I. ONTSTAAN EN LOOP VAN HET GEDING
1. Verzoeker, geboren op [...] 1983, bezit de Iraakse nationaliteit. Hij verblijft sedert 8 februari 2001 als vreemdeling in de zin van de Vreemdelingenwet (Vw) in Nederland. Op 21 februari 2001 heeft hij een aanvraag ingediend om
toelating als vluchteling. Hierop is door verweerder op 23 februari 2001 afwijzend beslist. Verzoeker heeft tegen dit besluit een bezwaarschrift ingediend. Verweerder heeft op grond van artikel 32 Vw bepaald dat uitzetting gedurende
de periode dat het bezwaar aanhangig is, niet achterwege zal worden gelaten.
2. Op 24 februari 2001 heeft verzoeker de president van de rechtbank verzocht een voorziening te treffen die ertoe strekt de uitzetting achterwege te laten, totdat op zijn bezwaarschrift is beslist. Verweerder heeft de op de zaak
betrekking hebbende stukken ingezonden.
3. De openbare behandeling van het verzoek heeft plaatsgevonden op 8 maart 2001. Partijen hebben zich door hun gemachtigde doen vertegenwoordigen.

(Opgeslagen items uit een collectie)

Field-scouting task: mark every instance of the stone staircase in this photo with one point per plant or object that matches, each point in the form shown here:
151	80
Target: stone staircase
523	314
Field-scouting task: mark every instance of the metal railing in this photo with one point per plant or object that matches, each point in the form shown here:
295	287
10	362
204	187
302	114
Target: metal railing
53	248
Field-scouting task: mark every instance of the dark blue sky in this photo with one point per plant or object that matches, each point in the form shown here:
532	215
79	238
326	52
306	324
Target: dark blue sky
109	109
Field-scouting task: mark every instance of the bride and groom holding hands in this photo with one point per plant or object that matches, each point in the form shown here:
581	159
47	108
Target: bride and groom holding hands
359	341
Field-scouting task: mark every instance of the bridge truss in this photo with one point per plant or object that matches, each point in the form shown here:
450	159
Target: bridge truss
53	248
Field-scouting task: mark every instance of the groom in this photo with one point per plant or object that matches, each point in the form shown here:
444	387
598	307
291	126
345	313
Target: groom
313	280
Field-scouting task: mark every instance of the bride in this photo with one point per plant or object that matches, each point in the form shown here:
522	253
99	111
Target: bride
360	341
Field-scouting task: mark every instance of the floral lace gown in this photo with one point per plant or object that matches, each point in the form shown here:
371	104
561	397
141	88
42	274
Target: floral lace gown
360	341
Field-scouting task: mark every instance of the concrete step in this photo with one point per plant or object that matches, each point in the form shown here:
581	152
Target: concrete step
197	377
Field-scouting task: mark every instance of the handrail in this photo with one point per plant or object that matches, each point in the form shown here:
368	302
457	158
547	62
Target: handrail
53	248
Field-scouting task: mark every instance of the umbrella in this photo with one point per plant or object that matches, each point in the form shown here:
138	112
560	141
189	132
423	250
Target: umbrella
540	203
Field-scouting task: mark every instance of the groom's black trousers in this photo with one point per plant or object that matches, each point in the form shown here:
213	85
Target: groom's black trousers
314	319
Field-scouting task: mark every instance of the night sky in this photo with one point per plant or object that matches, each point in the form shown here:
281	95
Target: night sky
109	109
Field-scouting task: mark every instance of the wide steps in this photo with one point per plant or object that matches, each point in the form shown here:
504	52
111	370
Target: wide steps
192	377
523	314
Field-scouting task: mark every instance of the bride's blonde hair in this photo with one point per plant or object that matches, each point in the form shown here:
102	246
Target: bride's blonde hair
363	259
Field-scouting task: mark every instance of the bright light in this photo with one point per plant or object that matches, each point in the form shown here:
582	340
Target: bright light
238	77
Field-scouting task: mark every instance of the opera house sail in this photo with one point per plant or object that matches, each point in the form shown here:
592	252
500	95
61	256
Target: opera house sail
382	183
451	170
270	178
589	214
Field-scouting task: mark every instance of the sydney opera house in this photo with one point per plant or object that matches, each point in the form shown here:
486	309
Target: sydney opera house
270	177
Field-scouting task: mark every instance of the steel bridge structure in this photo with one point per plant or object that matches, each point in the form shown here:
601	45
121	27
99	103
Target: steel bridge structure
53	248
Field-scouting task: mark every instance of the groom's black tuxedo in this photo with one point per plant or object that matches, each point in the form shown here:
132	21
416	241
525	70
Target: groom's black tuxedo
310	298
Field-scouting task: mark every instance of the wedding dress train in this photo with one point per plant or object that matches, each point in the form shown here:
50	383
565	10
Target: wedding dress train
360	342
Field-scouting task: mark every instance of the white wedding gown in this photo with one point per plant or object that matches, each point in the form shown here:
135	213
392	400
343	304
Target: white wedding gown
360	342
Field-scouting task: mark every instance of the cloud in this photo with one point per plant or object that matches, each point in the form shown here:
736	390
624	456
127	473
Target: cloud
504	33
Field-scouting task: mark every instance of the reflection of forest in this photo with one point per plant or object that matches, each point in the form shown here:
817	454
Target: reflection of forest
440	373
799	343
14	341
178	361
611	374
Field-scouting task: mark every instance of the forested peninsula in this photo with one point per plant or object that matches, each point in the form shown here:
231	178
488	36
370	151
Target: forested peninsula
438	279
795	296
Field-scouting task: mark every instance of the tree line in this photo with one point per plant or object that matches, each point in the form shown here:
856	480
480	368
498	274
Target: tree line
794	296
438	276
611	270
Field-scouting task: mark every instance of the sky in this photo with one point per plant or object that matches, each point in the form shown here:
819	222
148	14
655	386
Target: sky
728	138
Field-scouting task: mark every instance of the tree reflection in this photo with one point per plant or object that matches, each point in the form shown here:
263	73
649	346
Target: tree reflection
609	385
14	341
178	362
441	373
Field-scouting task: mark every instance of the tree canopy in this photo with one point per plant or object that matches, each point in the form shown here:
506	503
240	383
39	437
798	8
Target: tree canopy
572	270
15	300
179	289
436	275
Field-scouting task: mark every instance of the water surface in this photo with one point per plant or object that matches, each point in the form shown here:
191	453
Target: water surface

--- Werkinstructies ---
**A)** Noem alle datums uit 2001 die in het fragment over het procesverloop voorkomen.
**B)** Geef letterlijk het deel van het fragment weer dat opent met de woorden waarin "2. Op 24 februari" staat en sluit met "hebbende stukken ingezonden.".

--- Antwoorden per opdracht ---
**A)** 8 februari 2001, 21 februari 2001, 23 februari 2001, 24 februari 2001, 8 maart 2001

**B)**
2. Op 24 februari 2001 heeft verzoeker de president van de rechtbank verzocht een voorziening te treffen die ertoe strekt de uitzetting achterwege te laten, totdat op zijn bezwaarschrift is beslist. Verweerder heeft de op de zaak
betrekking hebbende stukken ingezonden.